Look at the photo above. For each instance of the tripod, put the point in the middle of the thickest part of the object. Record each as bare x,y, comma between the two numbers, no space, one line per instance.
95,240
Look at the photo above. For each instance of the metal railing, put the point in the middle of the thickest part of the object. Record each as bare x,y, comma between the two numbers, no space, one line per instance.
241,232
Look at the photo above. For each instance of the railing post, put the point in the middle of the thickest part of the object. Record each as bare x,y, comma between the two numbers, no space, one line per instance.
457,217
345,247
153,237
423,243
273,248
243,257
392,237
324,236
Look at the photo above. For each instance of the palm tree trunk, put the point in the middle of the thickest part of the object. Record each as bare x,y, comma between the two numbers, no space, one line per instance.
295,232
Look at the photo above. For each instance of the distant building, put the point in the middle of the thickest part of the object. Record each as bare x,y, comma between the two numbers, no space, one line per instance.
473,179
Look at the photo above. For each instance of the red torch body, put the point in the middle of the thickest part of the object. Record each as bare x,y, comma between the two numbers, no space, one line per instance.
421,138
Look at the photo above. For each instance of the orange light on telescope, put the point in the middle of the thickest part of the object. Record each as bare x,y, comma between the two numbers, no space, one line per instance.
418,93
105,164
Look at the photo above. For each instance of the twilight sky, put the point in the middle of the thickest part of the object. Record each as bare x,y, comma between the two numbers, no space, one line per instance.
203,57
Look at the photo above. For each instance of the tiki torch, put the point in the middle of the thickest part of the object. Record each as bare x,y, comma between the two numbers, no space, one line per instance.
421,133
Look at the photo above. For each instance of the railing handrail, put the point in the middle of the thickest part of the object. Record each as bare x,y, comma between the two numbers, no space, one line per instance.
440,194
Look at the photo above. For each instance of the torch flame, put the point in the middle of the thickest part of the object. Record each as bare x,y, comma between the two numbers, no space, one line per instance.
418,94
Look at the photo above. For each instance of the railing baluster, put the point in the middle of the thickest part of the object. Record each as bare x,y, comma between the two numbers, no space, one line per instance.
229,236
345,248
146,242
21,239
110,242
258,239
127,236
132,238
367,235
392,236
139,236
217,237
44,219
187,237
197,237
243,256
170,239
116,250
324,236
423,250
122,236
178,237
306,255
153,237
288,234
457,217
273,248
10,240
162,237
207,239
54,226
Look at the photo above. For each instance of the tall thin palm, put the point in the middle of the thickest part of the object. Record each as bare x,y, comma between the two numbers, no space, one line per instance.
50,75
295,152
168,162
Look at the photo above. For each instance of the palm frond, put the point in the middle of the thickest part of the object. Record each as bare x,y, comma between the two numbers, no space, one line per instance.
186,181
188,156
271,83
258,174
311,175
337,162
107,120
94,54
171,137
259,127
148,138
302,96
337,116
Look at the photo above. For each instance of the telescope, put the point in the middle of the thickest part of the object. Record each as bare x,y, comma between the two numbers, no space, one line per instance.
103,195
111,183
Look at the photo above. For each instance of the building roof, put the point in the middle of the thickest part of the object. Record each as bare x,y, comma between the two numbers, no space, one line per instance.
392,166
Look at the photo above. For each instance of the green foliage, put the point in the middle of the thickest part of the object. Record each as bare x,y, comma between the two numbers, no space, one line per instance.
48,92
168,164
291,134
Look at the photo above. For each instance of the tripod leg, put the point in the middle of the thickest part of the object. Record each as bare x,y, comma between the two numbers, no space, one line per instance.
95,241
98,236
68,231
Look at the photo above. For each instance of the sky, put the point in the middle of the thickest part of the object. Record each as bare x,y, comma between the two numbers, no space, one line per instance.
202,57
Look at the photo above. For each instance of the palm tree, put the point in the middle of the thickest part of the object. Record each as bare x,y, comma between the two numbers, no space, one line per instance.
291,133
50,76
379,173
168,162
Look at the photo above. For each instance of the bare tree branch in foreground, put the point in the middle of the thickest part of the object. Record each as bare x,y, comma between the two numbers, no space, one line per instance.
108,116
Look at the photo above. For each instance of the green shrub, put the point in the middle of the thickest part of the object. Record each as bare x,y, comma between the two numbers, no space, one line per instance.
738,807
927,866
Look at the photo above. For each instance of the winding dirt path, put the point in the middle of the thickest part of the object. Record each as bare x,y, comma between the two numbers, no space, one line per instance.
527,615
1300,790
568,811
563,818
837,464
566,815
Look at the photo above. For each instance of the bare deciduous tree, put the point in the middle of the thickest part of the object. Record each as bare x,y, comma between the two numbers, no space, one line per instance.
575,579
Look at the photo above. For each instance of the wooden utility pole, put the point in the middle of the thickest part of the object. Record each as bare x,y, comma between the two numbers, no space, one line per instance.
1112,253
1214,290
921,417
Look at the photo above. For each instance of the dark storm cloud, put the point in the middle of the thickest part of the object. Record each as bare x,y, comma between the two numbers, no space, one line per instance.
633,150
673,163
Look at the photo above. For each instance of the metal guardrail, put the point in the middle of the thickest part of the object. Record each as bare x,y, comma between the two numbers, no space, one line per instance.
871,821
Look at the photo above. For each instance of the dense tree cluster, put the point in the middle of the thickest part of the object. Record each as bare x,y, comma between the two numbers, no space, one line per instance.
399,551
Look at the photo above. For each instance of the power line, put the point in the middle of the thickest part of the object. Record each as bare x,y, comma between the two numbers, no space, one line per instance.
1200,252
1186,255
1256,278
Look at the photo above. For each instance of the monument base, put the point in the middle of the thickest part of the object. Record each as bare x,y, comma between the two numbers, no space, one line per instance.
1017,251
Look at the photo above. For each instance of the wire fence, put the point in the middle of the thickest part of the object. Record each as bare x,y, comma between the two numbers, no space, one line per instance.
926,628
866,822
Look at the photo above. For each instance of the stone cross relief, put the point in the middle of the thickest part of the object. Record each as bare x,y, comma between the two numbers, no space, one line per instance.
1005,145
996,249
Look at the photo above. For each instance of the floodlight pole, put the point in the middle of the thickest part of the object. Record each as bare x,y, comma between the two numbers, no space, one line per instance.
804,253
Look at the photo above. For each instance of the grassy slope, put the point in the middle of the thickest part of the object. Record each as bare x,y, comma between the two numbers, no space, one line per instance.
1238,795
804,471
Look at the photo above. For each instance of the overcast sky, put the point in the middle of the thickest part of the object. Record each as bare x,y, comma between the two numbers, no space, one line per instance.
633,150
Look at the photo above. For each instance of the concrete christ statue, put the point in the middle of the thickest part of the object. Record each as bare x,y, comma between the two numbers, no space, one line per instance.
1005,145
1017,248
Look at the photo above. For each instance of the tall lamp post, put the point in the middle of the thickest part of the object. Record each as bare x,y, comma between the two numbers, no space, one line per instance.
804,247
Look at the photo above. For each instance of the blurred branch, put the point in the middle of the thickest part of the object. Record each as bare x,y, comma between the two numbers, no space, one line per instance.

§ **Task statement**: Could you retype each record exactly as it appears?

§ **Answer section**:
Look at the photo above. For each instance of the tripod, put the point in the middle of the thickest part of the object. Record each as bare x,y, comma between the two numbers, no space, one line per instance.
95,240
Look at the photo above. For each instance of the metal railing, put the point in the middle of the thickest part of the object. Record each as bare x,y, comma between the two numbers, no space, one line per instance.
241,232
Look at the photo above. For each instance of the railing post, put the point in the middle of the thickest part of the object. Record each as bare x,y, comma between the two numbers, no space, one line per instance.
457,217
345,247
153,237
423,243
273,248
243,257
392,237
324,236
Look at the photo above. For each instance of the palm tree trunk, put the point in the middle of the thickest part of the object. Record each as bare x,y, comma between the two numbers, no space, one line per instance.
295,232
Look at the photo above. For each instance of the distant building, put the point in the middle of the thickest part of the object. Record each as bare x,y, comma between the two numbers, no space, one line per instance.
473,179
Look at the photo above. For each instance of the red torch body, put the point in the middle of the thickest part of the object. Record each as bare x,y, comma between the two numbers, no space, one line per instance.
421,138
Look at the photo above. For each instance of the orange light on telescope, put the point in the middle of the thickest part of the object. Record each as bare x,y, comma between the two numbers, no space, one line per instance.
418,93
105,164
Look at the photo above. For each instance of the twilight sky, put the point in the middle of the thickest part of the object. Record each as bare x,y, comma between the two numbers, no space, one line per instance.
203,57
Look at the photo above. For each instance of the tiki torch, put the point in the middle of the thickest part of the object. Record each as bare x,y, comma between the two numbers, no space, one line per instance.
421,133
Look at the photo above. For each instance of the railing handrail, put the point in the middle of the thickest part of the object. Record each as bare x,y, comma between the two numbers, no space, one line per instance.
440,194
Look at the photo above. For each instance of the torch flame, put the point in the middle of the thickest part of the object. Record each as bare x,y, comma between the two numbers, no space, one line per instance.
418,94
Look at the photo above. For each instance of the railing baluster, put the point in the middle of the thickest part of the object. Record each as bare x,y, comma between the two numbers, no space, one line per instance.
229,236
345,248
146,242
21,239
110,242
258,239
127,236
132,238
367,235
392,236
139,236
217,237
44,219
187,237
197,237
243,256
170,239
116,250
324,236
423,250
122,236
178,237
306,255
153,237
288,234
457,217
273,248
10,240
162,237
207,239
54,226
Look at the photo above. For each instance of the tall thin palm, put the point in the middle of the thickest part of the object. Record each as bare x,y, comma between the two numbers, no space, one line per instance.
50,75
295,152
168,162
Look at the photo above. For each instance of the palm frond, put the point in the middle of the thickest part of the object. Record each as bare x,y, comma between the two numbers, no space, one line per instance.
186,181
188,156
271,83
258,174
311,175
337,162
107,120
94,54
171,137
259,127
148,138
302,96
337,116
Look at the photo above. For each instance of the telescope, put the point in the middle of the thickest part of the object. Record each as bare x,y, comma between the two numbers, no space, one line per instance.
103,195
111,183
Look at the photo above. For each instance of the building roof, put the point in the middle of the thickest part of the object. Record each as bare x,y, comma between the two numbers, no space, one line per instance.
392,166
Look at the photo above. For each instance of the green foliage, put the point in the middle of the thickest part of the object. Record each as bare x,y, comma between the two numbers, no space, one line per instance.
48,92
168,164
291,134
Look at the photo above. For each instance of the tripod leg, put the point in the middle of the thickest part of the object. Record each as bare x,y, comma between the two numbers, no space, one line per instance.
95,241
98,236
68,231
Look at the photo above. For each instance of the sky, put the point in the middle of the thickest part of the object. Record each as bare x,y, comma between the two numbers, no space, one line per instance.
202,57
Look at the photo above. For each instance of the palm tree, put the point in the middle of the thickest part of the object. Record each as bare x,y, comma between the two numbers, no space, one line per instance.
291,133
50,76
379,173
168,162
Look at the photo above. For each instance of the bare tree branch in foreground, put the point in the middle of the thickest part of the object. Record each as bare x,y, comma between the two numbers, no space, one line per instance.
108,116
Look at the photo above. For each instance of the green shrub, put the point in the middle of the thickest part of the object. Record each as bare x,y, comma between the two numbers, no space, one line per instance.
738,807
927,866
Look at the photo above. For each instance of the winding dirt path, put the point in the middle of the thickest part of the object. Record each as bare x,y, comma between the two numbers, no space, one line per instance.
527,615
1300,790
568,811
563,818
837,464
566,815
Look at the photo above. For each instance of the bare deciduous tree, put the point in the middle of the thickest part of the object. Record each as bare x,y, comma between the two numbers, no space, one line per instance.
575,579
Look at the photo above. For each instance of the wooden utility pole, put the point in the middle of the thickest part of the object. Record each as bare x,y, comma between the two numbers, no space, one line per instance.
1112,253
1214,290
921,417
Look at the photo above. For each instance of the dark storm cloud, put the point in the middle of the thickest part of the object. Record each as bare x,y, comma between the two numbers, no space, one line per instance.
633,150
673,163
Look at the photo above. For each instance of the metal guardrail, put the point in the middle of the thickest part of the object. Record each as bare x,y, comma between the two numbers, no space, one line per instance.
871,821
Look at the photo above. For each instance of the dense tree cluster, put the point in the middle of the thickest part of the object. Record each as bare x,y, comma between the two numbers, no space, one line per instance.
399,551
Look at the photo above. For each instance of the power line, put the point in the middle of the thickest part of the object. Record each as bare x,y, comma between the two numbers, no space, one line per instance.
1200,252
1186,255
1256,278
Look at the photo above. For each instance of the monument base, put the point in the middle of the thickest part of the object. Record each as bare x,y, comma between the two numbers, no space, one line per instance.
1017,251
Look at the photo above. For each instance of the wire fence, put the point in the middle of the thickest part of the object. Record each as bare x,y, comma between the two numbers, no space, one line per instance.
926,628
866,822
Look at the photo above. For each instance of the stone cross relief, put the point in the middle of the thickest part of the object. Record each as bare x,y, comma between the two numbers, no space, one line per instance.
1005,145
996,249
Look at the photo above. For each instance of the floodlight pole, put the point in the middle of the thickest part of the object. Record each as bare x,y, comma between the two numbers, no space, one line per instance.
804,253
Look at the photo above. For each instance of the grassy slope, put the point in the middle of the thickest part of the object. Record each as bare x,y, comma between the two numbers, no space, one line per instance.
1238,795
804,471
Look at the photo above. For each instance of the overcast sky, put the point in the middle of the thickest part of the object. Record each as bare x,y, comma between the two numbers, no space, one line per instance.
633,150
Look at the photo above. For each instance of the concrete christ statue, put the point in the middle of the thickest part of the object. Record each as bare x,y, comma between the two numbers, no space, one line per instance.
1005,145
1017,248
Look at the photo above. For each instance of the tall lamp post, put the point in the middle of the thickest part of the object. Record each as bare x,y, comma between the two numbers, no space, one line per instance.
804,247
Look at the photo above. For each instance of the blurred branch, put the point in the middle of the thickest part of the object. Record each as bare x,y, comma between the two numbers, no space, one line per instance.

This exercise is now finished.